▶ **RECORDS FOR THE EXERCISE**:
— START —
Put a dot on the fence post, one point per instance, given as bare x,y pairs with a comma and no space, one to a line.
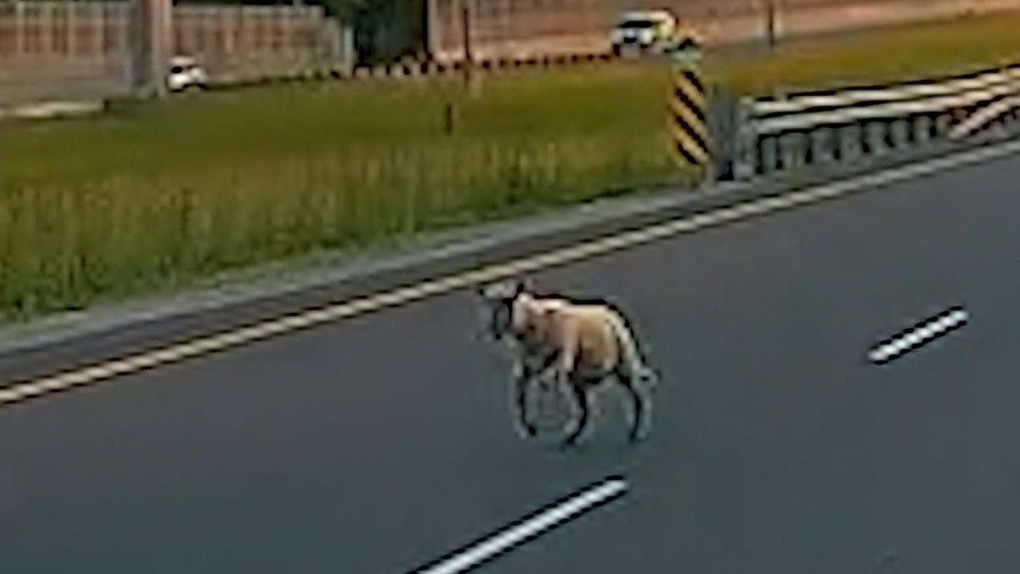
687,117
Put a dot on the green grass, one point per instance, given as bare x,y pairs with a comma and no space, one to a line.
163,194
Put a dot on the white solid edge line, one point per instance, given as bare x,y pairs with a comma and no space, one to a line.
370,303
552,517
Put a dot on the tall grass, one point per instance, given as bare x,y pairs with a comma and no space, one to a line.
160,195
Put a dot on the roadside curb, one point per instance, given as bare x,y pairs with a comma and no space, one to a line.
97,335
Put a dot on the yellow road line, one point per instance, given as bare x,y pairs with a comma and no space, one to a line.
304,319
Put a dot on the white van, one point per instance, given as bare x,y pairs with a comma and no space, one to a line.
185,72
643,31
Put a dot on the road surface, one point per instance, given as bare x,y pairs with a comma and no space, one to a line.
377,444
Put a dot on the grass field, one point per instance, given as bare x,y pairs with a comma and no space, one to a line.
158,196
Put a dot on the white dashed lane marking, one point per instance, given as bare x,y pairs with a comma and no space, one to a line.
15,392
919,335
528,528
— END —
— START —
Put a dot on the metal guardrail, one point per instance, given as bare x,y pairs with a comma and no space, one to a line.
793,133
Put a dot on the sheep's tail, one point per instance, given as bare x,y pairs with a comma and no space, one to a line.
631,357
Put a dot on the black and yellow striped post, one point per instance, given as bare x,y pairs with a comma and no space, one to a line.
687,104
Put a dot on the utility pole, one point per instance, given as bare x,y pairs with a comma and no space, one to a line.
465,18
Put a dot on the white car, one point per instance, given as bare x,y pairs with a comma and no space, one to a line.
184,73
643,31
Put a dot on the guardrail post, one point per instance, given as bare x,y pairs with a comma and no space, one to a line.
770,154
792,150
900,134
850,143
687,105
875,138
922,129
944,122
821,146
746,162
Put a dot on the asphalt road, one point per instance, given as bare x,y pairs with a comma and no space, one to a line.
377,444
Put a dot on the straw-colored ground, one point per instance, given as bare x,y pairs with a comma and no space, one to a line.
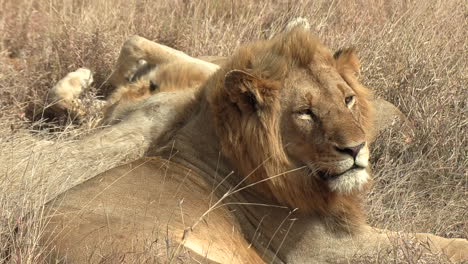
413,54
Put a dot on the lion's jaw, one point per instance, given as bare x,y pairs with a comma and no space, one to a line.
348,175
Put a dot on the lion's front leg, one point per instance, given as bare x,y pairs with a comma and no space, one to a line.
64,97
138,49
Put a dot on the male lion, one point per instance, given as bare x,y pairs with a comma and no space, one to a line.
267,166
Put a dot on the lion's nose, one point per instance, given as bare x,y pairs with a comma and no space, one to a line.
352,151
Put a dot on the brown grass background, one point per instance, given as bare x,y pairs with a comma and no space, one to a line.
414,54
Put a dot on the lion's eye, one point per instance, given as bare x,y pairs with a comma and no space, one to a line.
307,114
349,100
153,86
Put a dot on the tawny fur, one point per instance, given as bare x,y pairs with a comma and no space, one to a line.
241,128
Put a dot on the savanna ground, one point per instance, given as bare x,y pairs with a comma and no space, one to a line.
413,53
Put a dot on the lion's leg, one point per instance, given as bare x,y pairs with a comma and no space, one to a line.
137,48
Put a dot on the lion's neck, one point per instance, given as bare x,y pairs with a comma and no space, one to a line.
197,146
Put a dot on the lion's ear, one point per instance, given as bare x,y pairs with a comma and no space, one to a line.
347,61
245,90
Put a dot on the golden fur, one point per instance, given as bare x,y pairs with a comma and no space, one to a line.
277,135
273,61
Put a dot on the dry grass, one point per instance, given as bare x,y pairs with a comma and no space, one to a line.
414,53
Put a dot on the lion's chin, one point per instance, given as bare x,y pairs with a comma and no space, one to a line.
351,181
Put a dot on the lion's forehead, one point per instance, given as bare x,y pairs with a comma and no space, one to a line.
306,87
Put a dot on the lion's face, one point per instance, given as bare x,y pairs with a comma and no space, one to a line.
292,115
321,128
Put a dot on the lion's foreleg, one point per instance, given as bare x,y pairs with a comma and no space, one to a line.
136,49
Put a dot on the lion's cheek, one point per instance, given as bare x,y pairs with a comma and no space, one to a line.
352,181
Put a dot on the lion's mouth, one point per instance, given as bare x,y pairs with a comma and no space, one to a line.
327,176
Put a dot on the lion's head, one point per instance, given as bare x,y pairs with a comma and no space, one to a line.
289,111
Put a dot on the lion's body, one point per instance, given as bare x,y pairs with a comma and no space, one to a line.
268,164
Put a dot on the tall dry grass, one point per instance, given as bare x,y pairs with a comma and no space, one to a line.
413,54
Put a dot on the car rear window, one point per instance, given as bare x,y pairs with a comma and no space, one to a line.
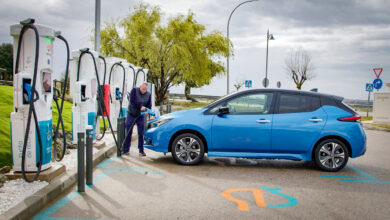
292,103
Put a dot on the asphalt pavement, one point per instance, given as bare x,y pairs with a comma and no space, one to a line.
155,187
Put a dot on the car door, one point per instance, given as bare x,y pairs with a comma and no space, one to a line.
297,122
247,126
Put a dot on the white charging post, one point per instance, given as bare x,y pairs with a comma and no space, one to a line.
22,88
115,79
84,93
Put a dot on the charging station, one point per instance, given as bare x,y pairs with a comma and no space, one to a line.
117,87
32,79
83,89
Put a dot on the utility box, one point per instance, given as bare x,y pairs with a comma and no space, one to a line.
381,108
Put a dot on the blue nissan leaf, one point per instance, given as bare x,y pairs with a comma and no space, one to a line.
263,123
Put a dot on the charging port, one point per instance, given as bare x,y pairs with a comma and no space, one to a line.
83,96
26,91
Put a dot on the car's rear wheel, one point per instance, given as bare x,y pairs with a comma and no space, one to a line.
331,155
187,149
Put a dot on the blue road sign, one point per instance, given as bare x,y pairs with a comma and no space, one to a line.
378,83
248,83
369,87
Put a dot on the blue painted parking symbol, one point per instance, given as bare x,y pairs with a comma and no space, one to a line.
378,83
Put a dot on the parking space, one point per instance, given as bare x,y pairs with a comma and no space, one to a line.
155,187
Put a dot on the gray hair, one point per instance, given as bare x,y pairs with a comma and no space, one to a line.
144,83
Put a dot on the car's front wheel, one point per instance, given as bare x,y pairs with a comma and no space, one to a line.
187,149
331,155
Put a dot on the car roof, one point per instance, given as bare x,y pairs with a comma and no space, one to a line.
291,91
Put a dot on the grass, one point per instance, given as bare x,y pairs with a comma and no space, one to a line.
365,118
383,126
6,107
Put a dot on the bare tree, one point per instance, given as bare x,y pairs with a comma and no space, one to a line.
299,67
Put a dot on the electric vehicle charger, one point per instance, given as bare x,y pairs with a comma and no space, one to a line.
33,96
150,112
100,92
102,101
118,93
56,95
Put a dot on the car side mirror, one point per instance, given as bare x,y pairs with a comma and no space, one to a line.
— END —
— START —
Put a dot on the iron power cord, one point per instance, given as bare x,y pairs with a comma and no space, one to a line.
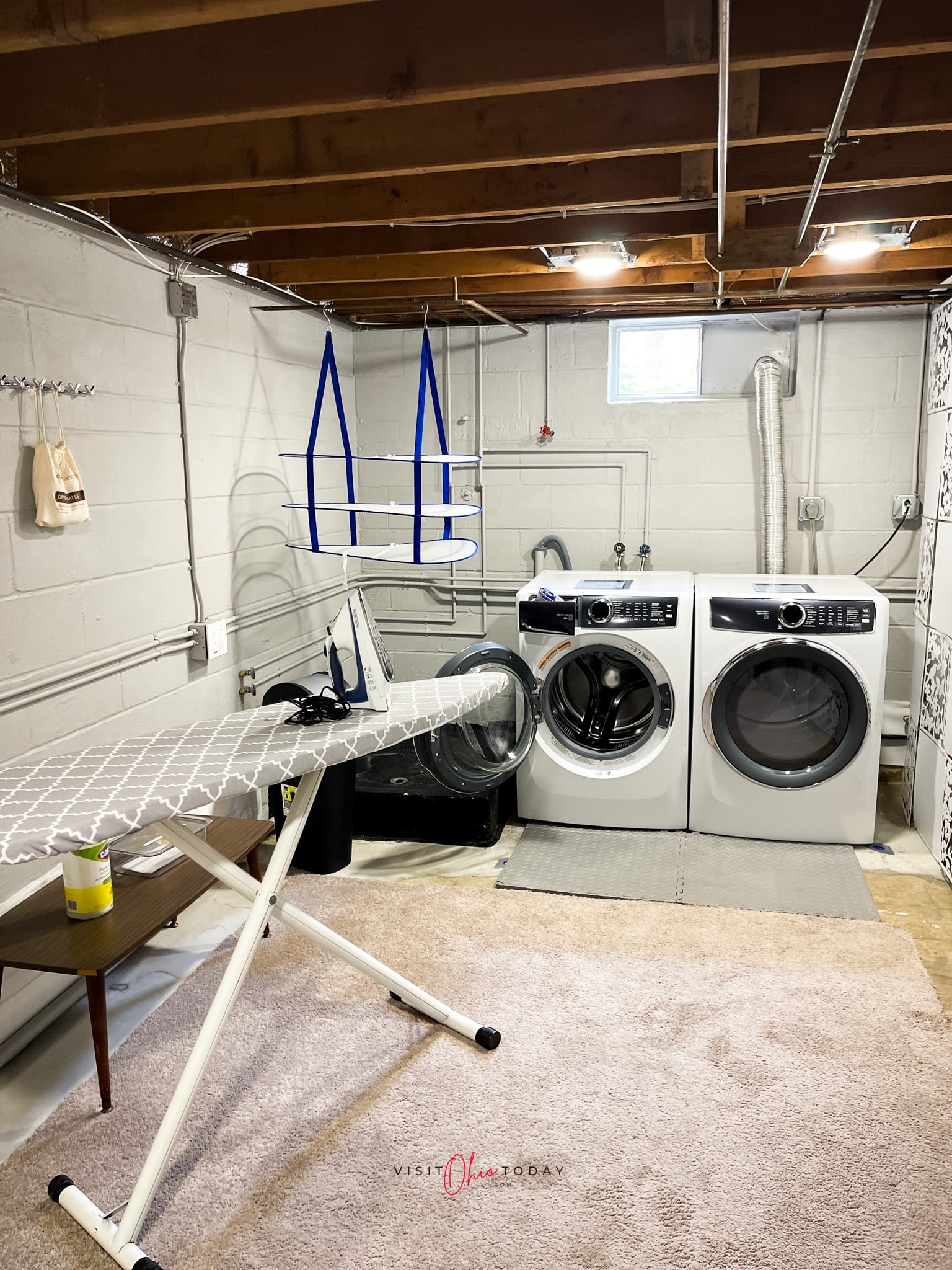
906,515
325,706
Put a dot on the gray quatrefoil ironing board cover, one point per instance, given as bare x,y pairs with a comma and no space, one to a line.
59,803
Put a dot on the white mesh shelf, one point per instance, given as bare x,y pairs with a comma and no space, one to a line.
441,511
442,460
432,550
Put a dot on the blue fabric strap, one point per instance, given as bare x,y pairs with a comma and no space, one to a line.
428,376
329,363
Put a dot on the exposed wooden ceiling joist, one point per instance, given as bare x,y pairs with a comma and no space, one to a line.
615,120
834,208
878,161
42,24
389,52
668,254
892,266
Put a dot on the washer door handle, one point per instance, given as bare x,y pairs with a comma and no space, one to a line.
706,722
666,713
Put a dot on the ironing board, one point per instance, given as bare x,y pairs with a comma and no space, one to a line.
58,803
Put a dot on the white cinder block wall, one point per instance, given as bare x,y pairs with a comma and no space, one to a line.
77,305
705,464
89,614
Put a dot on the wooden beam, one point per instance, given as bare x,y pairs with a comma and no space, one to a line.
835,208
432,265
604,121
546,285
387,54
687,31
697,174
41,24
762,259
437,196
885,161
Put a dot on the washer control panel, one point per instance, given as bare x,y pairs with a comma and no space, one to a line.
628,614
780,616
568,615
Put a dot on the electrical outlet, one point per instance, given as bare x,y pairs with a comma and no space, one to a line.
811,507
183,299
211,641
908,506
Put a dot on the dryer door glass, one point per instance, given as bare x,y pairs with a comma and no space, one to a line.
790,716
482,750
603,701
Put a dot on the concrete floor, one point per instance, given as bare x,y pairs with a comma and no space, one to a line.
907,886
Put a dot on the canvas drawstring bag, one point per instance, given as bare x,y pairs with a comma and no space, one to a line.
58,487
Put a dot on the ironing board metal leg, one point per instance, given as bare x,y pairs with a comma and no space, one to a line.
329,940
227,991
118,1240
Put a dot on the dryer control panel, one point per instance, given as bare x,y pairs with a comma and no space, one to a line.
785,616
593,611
— END —
▶ **PROBLEM DESCRIPTION**: Select each line in the entries above that contains the word "door".

▶ **RESULT FOR THIS EXERCISE**:
Put a dot on the car door, one point per instance, given as bare x,y pairs with a comma and no space, one to a line.
Put a dot on the washer door handle, one point per instance, given as bare x,y pairs with a comma and no space, one to a line.
Put a dot on the dryer door glass, one point per instance, given as bare x,y pairs with a comma and no space, one to a line.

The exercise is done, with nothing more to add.